**Excerpts from a detection dataset:**
━━━━━━━━━━

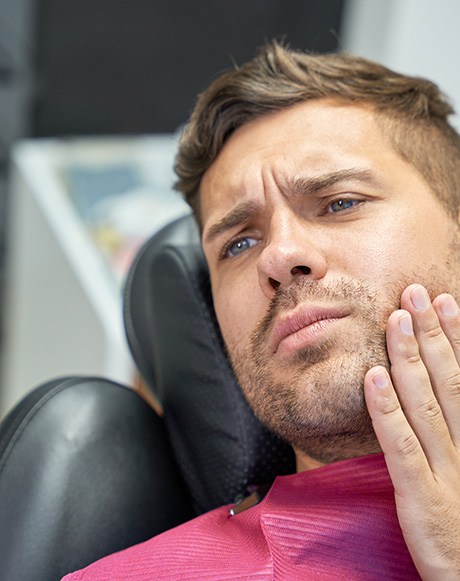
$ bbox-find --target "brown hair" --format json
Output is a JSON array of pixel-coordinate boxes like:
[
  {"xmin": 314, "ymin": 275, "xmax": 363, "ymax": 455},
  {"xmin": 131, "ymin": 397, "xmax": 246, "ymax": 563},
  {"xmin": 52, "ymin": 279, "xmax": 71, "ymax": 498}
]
[{"xmin": 175, "ymin": 41, "xmax": 460, "ymax": 221}]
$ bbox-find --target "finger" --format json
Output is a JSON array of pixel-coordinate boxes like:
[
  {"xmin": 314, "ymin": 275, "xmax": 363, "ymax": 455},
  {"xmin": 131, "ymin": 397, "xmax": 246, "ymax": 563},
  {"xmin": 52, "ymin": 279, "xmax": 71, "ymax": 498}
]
[
  {"xmin": 398, "ymin": 284, "xmax": 460, "ymax": 445},
  {"xmin": 433, "ymin": 294, "xmax": 460, "ymax": 364},
  {"xmin": 364, "ymin": 366, "xmax": 431, "ymax": 495},
  {"xmin": 387, "ymin": 310, "xmax": 455, "ymax": 471}
]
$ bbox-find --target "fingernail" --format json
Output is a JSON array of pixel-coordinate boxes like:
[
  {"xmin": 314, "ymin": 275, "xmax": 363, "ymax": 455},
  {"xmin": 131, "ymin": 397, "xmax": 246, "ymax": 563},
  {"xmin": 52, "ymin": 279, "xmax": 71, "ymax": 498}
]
[
  {"xmin": 410, "ymin": 286, "xmax": 431, "ymax": 311},
  {"xmin": 372, "ymin": 369, "xmax": 390, "ymax": 389},
  {"xmin": 399, "ymin": 313, "xmax": 414, "ymax": 336},
  {"xmin": 439, "ymin": 295, "xmax": 459, "ymax": 318}
]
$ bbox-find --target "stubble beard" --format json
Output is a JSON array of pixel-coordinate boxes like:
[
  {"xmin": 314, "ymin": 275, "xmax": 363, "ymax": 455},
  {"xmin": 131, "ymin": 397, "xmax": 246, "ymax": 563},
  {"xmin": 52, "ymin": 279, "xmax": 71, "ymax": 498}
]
[
  {"xmin": 227, "ymin": 238, "xmax": 460, "ymax": 463},
  {"xmin": 232, "ymin": 278, "xmax": 392, "ymax": 463}
]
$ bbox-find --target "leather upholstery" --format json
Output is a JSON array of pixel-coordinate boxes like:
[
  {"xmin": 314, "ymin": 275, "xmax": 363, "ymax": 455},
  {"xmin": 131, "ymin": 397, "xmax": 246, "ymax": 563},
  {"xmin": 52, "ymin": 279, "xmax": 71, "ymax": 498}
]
[
  {"xmin": 0, "ymin": 216, "xmax": 294, "ymax": 581},
  {"xmin": 124, "ymin": 216, "xmax": 294, "ymax": 513},
  {"xmin": 0, "ymin": 378, "xmax": 193, "ymax": 581}
]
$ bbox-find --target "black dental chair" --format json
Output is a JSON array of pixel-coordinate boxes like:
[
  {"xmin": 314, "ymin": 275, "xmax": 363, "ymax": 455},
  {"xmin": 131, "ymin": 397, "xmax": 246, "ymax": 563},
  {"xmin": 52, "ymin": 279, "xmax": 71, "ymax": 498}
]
[{"xmin": 0, "ymin": 216, "xmax": 294, "ymax": 581}]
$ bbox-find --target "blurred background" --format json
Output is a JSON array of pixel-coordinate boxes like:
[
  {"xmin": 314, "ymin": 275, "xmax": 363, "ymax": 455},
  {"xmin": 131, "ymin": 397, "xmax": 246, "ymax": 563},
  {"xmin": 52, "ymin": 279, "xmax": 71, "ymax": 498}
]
[{"xmin": 0, "ymin": 0, "xmax": 460, "ymax": 417}]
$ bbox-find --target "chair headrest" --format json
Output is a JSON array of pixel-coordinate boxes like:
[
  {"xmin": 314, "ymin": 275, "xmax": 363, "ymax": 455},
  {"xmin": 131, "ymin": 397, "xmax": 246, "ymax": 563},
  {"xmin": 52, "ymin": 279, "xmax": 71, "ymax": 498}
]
[{"xmin": 124, "ymin": 216, "xmax": 295, "ymax": 512}]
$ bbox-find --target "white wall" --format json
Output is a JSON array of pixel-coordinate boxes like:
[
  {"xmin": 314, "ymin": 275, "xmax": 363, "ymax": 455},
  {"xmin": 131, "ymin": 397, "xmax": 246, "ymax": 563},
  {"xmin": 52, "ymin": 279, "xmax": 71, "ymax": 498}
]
[{"xmin": 342, "ymin": 0, "xmax": 460, "ymax": 128}]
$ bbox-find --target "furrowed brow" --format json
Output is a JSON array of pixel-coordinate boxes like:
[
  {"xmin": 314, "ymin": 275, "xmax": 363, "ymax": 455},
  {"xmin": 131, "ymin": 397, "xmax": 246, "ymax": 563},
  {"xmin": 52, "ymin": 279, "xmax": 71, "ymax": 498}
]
[
  {"xmin": 203, "ymin": 201, "xmax": 258, "ymax": 244},
  {"xmin": 289, "ymin": 168, "xmax": 376, "ymax": 196}
]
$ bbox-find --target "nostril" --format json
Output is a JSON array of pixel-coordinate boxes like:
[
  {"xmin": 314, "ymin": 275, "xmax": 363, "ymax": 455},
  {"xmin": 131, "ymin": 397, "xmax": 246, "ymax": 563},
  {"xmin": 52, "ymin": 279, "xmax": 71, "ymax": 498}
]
[
  {"xmin": 291, "ymin": 266, "xmax": 311, "ymax": 274},
  {"xmin": 268, "ymin": 277, "xmax": 280, "ymax": 290}
]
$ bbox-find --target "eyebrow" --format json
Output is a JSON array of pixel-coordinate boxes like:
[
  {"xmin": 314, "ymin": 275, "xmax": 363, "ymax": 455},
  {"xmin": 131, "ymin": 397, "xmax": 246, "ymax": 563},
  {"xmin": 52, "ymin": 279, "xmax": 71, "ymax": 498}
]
[
  {"xmin": 288, "ymin": 168, "xmax": 379, "ymax": 196},
  {"xmin": 204, "ymin": 200, "xmax": 260, "ymax": 244},
  {"xmin": 203, "ymin": 168, "xmax": 379, "ymax": 244}
]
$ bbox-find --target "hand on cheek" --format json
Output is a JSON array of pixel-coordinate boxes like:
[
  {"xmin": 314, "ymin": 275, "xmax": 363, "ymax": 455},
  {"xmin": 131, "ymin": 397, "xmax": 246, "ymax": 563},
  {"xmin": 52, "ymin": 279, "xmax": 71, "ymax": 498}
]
[{"xmin": 364, "ymin": 284, "xmax": 460, "ymax": 581}]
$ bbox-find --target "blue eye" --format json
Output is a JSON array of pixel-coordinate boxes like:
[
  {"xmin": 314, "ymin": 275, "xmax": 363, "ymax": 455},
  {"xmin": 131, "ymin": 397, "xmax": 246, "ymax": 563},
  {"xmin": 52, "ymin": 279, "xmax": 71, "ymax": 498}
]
[
  {"xmin": 224, "ymin": 237, "xmax": 258, "ymax": 257},
  {"xmin": 327, "ymin": 198, "xmax": 360, "ymax": 213}
]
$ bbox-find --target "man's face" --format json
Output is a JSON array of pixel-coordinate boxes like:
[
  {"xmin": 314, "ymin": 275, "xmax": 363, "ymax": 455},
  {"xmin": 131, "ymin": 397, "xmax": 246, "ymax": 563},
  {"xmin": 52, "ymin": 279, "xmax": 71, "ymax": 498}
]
[{"xmin": 200, "ymin": 100, "xmax": 460, "ymax": 461}]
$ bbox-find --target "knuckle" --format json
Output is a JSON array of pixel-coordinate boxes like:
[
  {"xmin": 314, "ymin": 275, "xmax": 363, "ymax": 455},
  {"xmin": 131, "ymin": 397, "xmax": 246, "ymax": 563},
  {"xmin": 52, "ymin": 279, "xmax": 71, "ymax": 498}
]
[
  {"xmin": 416, "ymin": 398, "xmax": 442, "ymax": 421},
  {"xmin": 422, "ymin": 325, "xmax": 444, "ymax": 340},
  {"xmin": 395, "ymin": 433, "xmax": 419, "ymax": 457},
  {"xmin": 442, "ymin": 370, "xmax": 460, "ymax": 397}
]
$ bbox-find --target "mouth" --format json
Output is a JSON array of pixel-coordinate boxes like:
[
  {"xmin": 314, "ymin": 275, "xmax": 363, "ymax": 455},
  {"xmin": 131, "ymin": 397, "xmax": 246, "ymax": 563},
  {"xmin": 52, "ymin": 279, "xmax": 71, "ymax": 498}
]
[{"xmin": 270, "ymin": 305, "xmax": 350, "ymax": 354}]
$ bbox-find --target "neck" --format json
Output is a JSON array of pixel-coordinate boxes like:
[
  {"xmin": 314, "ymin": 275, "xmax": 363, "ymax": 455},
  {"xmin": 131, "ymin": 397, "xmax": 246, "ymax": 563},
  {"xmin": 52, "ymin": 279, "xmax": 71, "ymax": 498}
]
[{"xmin": 294, "ymin": 434, "xmax": 382, "ymax": 472}]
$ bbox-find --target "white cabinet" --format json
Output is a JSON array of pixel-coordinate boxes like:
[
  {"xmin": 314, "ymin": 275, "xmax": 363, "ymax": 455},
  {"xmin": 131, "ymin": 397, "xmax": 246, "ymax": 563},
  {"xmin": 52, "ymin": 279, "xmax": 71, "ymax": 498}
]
[{"xmin": 0, "ymin": 135, "xmax": 188, "ymax": 415}]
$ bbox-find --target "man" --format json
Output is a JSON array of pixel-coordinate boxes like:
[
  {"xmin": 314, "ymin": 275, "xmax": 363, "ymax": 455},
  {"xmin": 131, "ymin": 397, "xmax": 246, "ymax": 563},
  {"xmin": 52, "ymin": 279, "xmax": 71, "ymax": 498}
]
[{"xmin": 68, "ymin": 43, "xmax": 460, "ymax": 580}]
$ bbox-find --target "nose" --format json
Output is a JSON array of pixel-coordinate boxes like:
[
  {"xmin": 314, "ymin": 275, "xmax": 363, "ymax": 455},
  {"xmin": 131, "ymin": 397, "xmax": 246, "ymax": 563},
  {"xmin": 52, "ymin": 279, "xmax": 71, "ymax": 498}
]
[{"xmin": 257, "ymin": 215, "xmax": 327, "ymax": 299}]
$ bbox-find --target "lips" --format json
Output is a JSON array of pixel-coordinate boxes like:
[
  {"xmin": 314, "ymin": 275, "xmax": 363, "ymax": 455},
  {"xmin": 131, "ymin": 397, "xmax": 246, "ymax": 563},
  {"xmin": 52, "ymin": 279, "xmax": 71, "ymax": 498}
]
[{"xmin": 271, "ymin": 305, "xmax": 350, "ymax": 353}]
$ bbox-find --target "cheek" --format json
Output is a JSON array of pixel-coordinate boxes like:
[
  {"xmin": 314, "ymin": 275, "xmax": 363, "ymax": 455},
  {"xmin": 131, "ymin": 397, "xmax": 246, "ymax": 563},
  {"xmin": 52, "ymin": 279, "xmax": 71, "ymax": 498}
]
[{"xmin": 213, "ymin": 270, "xmax": 267, "ymax": 352}]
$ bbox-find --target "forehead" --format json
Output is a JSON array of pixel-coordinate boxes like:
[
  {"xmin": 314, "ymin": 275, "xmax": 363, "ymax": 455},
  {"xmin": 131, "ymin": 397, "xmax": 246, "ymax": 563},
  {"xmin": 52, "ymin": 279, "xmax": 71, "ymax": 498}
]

━━━━━━━━━━

**Problem:** Count the lines in the rows above that contain the string "chair", treating uppercase and lowercase as different. Give only the number.

**Reply:** 2